A block of data
◇ ◇ ◇

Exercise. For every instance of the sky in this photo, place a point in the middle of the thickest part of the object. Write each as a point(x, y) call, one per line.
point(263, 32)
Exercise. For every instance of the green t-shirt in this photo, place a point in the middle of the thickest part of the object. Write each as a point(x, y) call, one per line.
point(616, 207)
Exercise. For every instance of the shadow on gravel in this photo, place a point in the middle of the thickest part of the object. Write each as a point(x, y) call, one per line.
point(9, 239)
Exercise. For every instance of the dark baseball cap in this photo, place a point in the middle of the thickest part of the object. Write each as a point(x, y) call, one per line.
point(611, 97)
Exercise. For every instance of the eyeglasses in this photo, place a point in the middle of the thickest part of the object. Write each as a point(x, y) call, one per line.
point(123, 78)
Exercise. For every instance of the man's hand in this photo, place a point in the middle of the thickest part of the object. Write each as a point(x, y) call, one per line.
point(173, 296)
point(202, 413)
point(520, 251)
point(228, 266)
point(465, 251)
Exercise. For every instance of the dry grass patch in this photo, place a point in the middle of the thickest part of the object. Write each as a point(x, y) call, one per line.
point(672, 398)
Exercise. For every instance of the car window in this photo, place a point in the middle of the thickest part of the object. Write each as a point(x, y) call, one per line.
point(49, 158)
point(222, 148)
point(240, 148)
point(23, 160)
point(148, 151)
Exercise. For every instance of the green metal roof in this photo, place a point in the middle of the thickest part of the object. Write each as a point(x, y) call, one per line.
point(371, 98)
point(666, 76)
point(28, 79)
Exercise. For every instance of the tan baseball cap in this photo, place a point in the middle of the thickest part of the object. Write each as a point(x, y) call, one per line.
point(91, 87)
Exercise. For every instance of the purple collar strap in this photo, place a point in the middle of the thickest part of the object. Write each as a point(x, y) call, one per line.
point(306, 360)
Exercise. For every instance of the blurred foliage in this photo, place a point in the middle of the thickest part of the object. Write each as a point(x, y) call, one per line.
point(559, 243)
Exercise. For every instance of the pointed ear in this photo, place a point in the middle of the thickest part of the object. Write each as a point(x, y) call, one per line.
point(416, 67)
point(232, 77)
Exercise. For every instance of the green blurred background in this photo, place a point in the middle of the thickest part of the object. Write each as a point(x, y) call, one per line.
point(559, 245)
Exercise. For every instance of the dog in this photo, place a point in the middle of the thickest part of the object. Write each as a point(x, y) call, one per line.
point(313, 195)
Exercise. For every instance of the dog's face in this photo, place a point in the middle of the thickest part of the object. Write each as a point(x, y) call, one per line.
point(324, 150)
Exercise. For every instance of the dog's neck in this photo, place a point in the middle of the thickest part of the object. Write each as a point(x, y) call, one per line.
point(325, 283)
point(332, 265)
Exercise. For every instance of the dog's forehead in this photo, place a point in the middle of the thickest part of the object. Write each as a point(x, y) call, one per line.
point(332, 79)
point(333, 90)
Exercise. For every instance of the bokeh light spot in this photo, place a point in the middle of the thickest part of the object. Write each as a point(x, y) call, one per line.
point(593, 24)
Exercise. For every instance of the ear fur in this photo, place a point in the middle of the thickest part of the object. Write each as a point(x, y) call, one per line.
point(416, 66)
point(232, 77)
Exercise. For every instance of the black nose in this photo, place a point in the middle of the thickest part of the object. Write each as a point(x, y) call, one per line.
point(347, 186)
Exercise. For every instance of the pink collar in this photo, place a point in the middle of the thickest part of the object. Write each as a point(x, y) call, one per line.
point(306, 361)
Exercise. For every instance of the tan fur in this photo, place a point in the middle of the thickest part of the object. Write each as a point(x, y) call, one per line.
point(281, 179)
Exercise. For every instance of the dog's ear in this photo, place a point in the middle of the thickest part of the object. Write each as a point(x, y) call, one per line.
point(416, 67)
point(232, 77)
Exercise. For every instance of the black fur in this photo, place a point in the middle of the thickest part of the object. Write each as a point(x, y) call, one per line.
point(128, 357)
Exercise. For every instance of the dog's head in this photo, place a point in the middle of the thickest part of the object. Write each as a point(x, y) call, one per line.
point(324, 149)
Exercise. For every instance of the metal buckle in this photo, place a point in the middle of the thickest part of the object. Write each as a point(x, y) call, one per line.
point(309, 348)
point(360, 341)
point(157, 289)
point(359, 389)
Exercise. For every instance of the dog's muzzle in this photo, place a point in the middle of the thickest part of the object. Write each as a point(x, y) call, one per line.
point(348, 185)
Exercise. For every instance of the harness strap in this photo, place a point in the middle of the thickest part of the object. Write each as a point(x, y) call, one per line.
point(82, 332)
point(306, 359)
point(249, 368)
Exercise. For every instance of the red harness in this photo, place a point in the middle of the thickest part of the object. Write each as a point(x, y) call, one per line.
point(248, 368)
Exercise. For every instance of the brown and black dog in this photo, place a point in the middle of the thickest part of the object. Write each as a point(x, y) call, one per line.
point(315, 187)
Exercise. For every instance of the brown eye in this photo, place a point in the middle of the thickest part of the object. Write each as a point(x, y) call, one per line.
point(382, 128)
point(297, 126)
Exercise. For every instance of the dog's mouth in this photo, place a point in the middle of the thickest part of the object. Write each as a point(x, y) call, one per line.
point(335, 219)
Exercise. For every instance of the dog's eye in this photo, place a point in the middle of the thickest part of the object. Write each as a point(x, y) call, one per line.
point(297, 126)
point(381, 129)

◇ ◇ ◇

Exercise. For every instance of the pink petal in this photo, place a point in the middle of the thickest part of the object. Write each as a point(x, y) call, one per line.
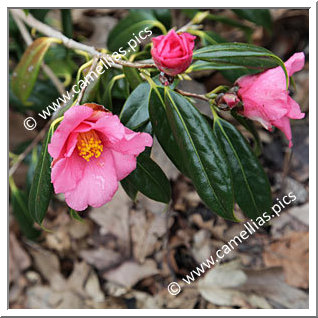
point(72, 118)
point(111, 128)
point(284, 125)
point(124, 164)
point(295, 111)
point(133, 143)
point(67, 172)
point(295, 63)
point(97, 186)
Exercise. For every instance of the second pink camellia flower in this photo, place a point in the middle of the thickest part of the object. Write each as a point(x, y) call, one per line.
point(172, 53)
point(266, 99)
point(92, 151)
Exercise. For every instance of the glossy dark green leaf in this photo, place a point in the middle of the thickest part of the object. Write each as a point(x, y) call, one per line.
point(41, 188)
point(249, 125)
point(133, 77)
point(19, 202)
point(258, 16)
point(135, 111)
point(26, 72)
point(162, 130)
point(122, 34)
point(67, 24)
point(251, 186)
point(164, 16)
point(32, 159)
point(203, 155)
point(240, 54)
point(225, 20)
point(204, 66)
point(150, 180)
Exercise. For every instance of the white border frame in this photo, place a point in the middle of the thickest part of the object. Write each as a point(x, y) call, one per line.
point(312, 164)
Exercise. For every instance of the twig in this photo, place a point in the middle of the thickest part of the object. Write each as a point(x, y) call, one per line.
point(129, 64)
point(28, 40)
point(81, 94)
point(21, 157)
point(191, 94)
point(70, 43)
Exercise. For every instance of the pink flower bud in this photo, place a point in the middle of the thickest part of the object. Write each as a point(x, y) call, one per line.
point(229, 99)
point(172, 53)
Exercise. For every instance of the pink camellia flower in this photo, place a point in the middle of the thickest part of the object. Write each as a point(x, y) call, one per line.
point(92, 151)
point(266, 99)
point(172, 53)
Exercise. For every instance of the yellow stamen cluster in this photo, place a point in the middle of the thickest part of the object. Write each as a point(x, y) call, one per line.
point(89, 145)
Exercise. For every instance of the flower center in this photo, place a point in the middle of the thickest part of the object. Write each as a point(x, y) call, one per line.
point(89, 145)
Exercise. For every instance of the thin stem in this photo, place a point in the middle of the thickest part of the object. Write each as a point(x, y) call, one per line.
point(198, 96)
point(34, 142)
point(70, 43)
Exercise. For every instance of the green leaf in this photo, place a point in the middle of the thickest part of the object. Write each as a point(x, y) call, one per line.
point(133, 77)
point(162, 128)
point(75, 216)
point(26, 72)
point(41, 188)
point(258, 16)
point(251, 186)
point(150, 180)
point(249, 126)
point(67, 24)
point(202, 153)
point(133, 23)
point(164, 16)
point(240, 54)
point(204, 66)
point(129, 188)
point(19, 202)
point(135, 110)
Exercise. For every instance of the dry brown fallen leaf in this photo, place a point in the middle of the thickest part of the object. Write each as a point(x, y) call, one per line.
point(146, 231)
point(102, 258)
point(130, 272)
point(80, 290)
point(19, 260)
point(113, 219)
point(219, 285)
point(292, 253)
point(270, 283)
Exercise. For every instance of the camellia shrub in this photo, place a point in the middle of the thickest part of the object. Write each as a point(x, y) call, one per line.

◇ ◇ ◇

# Prompt:
Duplicate the part of the material above that opens with the line containing "Exercise. For every instance of the green metal" and closes with the line containing "point(28, 79)", keeping both of those lines.

# Problem solution:
Exercise. For every instance of the green metal roof in this photo, place a point in the middle of the thickest part of the object. Write each as a point(x, y) call, one per line.
point(371, 98)
point(666, 76)
point(28, 79)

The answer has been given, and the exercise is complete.